*WORK REQUEST*:
From the records below, set down exactly the lines starting with the line that contains "Reviewer note: confirm that each instance of the black camera" and going on through the line that contains "the man's outstretched". Nothing else is wanted.
[[ SUPPLIED MATERIAL open ]]
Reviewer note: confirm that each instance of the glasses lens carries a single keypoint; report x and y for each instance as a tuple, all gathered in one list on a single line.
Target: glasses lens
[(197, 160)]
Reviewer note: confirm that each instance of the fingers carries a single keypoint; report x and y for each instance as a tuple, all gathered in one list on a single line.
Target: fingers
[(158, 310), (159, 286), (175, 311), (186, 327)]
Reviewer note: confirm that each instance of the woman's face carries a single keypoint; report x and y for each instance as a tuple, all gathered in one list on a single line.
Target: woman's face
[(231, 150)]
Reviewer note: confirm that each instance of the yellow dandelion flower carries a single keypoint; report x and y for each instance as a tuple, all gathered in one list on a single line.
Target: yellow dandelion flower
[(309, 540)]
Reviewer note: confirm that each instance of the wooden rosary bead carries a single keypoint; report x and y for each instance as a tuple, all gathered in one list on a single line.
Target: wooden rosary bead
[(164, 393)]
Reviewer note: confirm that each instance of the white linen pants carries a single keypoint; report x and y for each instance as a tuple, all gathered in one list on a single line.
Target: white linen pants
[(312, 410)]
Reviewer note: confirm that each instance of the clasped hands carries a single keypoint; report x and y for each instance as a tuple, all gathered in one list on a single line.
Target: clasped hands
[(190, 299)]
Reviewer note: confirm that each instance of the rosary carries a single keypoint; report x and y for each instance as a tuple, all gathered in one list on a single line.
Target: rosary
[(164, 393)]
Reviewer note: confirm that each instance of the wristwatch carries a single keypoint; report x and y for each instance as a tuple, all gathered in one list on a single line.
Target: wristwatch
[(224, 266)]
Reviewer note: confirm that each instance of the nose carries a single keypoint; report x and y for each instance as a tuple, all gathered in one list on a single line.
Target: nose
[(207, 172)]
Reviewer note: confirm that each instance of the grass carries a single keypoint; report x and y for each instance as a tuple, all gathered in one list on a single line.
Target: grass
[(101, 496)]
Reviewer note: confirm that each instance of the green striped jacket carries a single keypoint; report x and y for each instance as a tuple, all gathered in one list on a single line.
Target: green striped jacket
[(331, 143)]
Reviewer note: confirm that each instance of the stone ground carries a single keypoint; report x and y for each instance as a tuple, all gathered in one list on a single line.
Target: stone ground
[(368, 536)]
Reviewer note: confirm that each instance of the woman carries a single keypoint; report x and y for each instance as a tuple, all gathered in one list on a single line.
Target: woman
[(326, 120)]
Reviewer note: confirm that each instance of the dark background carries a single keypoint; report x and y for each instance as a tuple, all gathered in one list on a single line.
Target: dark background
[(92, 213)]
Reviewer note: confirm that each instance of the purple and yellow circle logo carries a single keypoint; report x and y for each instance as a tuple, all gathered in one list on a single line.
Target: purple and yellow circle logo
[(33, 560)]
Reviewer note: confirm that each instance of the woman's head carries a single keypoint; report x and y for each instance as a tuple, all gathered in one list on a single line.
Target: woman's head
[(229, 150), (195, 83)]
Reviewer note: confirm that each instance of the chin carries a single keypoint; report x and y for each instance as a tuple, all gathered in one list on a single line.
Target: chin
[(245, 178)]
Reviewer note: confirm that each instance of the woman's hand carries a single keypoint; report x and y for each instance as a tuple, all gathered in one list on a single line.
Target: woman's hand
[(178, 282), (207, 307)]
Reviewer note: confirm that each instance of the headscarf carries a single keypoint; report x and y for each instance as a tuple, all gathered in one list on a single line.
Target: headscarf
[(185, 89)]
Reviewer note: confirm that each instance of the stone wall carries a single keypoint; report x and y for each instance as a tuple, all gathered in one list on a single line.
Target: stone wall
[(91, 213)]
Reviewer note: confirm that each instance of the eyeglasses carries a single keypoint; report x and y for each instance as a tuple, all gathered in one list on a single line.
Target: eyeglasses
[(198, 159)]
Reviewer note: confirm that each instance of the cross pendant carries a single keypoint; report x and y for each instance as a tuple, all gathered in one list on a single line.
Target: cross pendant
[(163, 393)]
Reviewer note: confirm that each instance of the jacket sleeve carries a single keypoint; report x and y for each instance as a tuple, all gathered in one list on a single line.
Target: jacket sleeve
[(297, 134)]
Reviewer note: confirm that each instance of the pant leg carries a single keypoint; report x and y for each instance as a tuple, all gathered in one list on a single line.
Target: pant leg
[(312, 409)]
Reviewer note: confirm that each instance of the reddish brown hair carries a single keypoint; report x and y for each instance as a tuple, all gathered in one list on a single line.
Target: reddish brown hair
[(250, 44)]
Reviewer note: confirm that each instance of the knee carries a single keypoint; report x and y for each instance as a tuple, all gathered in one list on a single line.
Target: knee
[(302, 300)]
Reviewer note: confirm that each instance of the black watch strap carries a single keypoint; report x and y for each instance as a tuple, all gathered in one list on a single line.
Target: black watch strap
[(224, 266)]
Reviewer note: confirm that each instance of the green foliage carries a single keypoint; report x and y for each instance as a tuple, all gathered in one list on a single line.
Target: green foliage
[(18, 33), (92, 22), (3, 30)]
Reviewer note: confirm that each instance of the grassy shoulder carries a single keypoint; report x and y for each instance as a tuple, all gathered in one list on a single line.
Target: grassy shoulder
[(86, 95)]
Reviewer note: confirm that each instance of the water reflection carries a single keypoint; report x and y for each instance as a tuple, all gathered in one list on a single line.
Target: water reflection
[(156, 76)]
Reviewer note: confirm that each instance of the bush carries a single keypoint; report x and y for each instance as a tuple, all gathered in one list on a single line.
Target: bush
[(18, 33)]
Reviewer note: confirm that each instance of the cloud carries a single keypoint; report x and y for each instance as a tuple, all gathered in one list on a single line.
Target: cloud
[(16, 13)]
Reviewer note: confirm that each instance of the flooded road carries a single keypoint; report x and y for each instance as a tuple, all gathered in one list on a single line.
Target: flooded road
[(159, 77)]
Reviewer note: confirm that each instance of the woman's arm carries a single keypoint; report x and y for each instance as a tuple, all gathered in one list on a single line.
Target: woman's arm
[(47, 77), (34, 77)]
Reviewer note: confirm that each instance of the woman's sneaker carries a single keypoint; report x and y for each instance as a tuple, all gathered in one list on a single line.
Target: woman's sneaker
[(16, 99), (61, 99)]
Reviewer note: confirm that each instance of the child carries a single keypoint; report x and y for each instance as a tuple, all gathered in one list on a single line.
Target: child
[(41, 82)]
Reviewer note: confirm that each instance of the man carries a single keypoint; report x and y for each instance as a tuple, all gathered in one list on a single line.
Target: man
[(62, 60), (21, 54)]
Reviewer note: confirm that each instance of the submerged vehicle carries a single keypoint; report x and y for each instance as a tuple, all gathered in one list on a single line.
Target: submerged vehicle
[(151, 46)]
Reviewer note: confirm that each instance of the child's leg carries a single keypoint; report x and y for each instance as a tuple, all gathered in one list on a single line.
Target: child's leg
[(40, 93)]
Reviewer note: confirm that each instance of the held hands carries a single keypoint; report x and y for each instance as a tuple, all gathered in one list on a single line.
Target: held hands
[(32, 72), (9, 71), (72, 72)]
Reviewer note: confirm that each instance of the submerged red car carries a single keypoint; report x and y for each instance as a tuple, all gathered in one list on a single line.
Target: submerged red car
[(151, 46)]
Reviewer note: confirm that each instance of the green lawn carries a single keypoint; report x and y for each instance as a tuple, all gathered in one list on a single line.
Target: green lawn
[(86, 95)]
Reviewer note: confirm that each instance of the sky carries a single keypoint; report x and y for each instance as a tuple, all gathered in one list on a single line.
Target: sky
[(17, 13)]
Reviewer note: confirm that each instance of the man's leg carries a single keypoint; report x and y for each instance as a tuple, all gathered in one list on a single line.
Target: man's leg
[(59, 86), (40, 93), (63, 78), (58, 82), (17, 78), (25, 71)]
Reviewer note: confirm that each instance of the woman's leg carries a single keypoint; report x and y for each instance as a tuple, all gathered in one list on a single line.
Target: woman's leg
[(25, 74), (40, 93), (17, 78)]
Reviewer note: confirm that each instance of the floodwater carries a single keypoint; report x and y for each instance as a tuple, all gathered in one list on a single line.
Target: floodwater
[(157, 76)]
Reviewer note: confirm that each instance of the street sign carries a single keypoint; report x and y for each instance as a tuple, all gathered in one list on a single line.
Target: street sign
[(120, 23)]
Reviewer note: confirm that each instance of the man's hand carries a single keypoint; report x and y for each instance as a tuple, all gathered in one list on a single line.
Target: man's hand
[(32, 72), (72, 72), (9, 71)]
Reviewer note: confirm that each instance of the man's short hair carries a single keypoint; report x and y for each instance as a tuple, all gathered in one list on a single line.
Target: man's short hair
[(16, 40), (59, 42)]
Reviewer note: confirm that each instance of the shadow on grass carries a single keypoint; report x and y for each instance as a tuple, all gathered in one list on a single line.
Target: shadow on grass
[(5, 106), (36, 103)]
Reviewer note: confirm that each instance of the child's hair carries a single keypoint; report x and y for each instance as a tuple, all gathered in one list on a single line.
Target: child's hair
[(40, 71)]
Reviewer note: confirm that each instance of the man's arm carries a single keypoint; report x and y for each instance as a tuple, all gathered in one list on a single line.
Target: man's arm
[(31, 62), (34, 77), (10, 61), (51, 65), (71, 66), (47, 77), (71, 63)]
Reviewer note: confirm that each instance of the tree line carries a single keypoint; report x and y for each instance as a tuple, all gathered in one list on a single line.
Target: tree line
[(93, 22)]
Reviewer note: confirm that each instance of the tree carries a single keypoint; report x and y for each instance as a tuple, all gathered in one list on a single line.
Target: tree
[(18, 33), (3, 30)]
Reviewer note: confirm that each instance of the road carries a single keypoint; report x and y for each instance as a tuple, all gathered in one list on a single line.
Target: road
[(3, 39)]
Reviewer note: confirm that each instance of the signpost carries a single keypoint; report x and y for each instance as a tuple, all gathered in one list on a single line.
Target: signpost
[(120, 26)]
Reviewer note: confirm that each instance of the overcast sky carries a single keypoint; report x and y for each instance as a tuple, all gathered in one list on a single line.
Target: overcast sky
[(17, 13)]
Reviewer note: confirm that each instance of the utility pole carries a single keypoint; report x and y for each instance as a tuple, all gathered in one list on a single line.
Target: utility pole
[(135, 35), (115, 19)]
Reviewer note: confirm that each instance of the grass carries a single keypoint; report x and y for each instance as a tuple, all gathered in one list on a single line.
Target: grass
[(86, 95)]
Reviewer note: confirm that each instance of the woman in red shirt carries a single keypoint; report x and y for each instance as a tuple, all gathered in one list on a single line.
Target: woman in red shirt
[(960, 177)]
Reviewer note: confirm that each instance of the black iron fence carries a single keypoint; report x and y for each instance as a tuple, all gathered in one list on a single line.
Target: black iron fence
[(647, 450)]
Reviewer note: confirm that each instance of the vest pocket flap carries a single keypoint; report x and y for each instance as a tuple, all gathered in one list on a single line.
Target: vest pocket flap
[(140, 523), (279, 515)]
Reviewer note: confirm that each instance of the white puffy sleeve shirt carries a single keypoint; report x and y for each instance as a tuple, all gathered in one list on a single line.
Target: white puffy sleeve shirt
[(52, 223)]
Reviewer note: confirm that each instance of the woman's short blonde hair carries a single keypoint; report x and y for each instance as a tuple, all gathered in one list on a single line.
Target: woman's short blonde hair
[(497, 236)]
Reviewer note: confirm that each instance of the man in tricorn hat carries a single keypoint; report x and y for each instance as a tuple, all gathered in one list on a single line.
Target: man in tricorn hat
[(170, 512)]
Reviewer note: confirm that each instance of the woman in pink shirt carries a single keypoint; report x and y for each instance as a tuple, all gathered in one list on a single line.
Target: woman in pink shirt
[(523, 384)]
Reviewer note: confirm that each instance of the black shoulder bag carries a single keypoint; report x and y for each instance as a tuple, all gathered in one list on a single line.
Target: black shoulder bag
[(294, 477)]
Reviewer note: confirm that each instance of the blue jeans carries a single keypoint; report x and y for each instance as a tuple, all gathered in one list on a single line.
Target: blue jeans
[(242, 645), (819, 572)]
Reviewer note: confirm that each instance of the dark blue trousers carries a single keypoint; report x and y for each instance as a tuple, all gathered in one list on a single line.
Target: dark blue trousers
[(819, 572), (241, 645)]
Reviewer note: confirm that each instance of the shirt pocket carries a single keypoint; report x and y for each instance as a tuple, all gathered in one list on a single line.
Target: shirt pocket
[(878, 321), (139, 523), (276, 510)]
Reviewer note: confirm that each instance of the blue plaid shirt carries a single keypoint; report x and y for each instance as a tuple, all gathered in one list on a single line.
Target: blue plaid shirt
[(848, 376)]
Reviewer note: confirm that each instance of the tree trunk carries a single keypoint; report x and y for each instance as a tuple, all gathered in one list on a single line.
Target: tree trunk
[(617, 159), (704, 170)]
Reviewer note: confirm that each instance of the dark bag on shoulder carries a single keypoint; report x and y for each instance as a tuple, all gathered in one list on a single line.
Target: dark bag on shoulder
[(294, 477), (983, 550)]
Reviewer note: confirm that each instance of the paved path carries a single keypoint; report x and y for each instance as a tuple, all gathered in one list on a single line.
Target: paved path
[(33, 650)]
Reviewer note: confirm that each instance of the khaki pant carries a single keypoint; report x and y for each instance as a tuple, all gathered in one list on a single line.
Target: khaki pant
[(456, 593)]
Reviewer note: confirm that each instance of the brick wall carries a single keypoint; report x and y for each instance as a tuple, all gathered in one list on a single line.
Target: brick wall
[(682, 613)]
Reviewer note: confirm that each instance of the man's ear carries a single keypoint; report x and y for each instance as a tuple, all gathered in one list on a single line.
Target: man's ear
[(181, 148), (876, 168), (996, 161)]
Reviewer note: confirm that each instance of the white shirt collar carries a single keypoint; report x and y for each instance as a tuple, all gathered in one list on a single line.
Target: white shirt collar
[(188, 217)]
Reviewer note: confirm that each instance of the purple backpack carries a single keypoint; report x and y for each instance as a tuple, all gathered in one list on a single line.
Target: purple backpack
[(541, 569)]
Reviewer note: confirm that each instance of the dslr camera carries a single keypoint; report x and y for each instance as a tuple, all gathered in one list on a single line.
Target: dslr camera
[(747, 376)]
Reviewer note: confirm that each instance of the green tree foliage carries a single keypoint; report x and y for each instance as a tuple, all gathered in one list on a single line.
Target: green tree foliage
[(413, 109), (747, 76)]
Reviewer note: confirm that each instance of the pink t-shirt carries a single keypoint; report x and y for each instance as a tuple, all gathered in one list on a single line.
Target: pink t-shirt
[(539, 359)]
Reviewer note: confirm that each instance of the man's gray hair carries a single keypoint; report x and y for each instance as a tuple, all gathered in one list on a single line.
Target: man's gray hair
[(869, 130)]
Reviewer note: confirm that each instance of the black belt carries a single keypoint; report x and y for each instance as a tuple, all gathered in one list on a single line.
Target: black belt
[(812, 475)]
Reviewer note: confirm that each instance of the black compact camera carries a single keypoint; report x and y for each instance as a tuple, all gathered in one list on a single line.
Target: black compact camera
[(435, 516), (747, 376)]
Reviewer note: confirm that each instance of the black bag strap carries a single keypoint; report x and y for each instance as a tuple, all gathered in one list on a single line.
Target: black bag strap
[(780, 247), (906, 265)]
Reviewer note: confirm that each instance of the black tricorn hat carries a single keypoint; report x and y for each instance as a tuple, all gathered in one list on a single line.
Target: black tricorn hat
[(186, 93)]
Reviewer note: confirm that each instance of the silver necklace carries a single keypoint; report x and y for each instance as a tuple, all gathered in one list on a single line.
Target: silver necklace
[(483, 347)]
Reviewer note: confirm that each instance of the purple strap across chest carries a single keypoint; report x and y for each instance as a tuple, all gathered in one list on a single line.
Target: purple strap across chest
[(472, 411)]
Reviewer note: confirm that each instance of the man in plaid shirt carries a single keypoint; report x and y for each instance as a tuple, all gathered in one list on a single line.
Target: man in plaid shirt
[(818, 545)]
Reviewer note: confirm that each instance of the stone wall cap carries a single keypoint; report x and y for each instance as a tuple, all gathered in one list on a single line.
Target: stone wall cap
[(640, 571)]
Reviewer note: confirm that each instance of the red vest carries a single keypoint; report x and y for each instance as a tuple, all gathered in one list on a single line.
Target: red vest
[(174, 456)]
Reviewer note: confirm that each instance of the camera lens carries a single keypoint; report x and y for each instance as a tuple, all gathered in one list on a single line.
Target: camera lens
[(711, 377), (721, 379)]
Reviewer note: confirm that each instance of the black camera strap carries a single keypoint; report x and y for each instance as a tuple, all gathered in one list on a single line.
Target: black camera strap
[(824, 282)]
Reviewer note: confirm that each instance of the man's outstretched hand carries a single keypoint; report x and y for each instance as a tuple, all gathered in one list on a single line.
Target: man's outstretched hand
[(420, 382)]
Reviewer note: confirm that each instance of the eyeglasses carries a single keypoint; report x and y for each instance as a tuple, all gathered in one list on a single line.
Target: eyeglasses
[[ SUPPLIED MATERIAL closed ]]
*FINISHED EXERCISE*:
Reviewer note: confirm that each instance of the black camera strap carries a single keypoint; report x and y for each instance as a tuple, all gathered in one list on a single line.
Target: black camera strap
[(824, 282)]
Reviewer note: confirm that each instance of the man's outstretched hand carries a single keypoint; report x and y for each instance as a tuple, all gathered in one list on a single line.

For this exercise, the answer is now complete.